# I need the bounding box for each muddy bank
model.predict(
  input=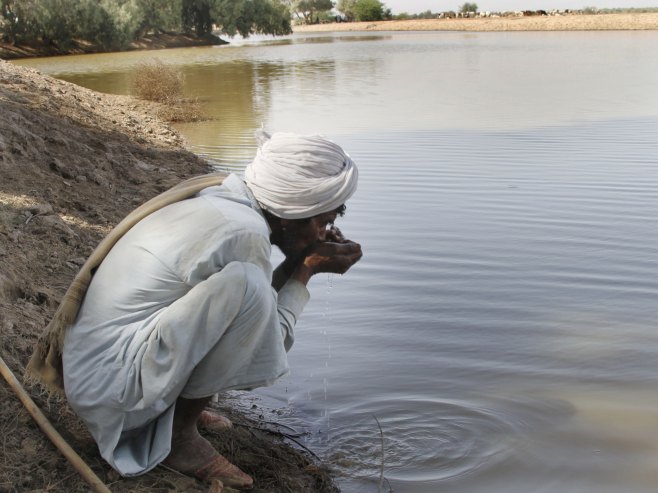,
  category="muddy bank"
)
[293,12,658,32]
[0,60,337,492]
[0,32,225,60]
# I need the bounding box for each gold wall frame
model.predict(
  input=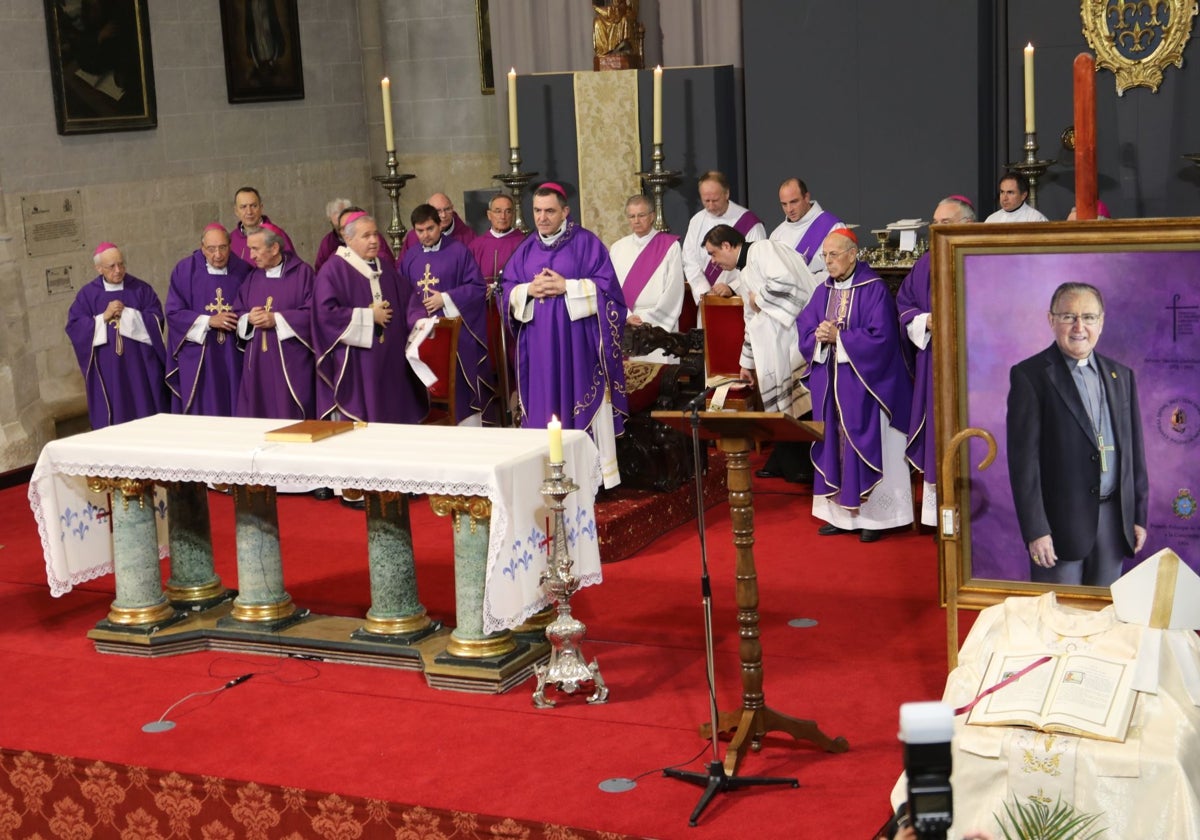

====

- Your objective -
Look through the material for "bank". Copy each line that has it.

- Your response -
# I need the bounding box for each muddy bank
  category="muddy bank"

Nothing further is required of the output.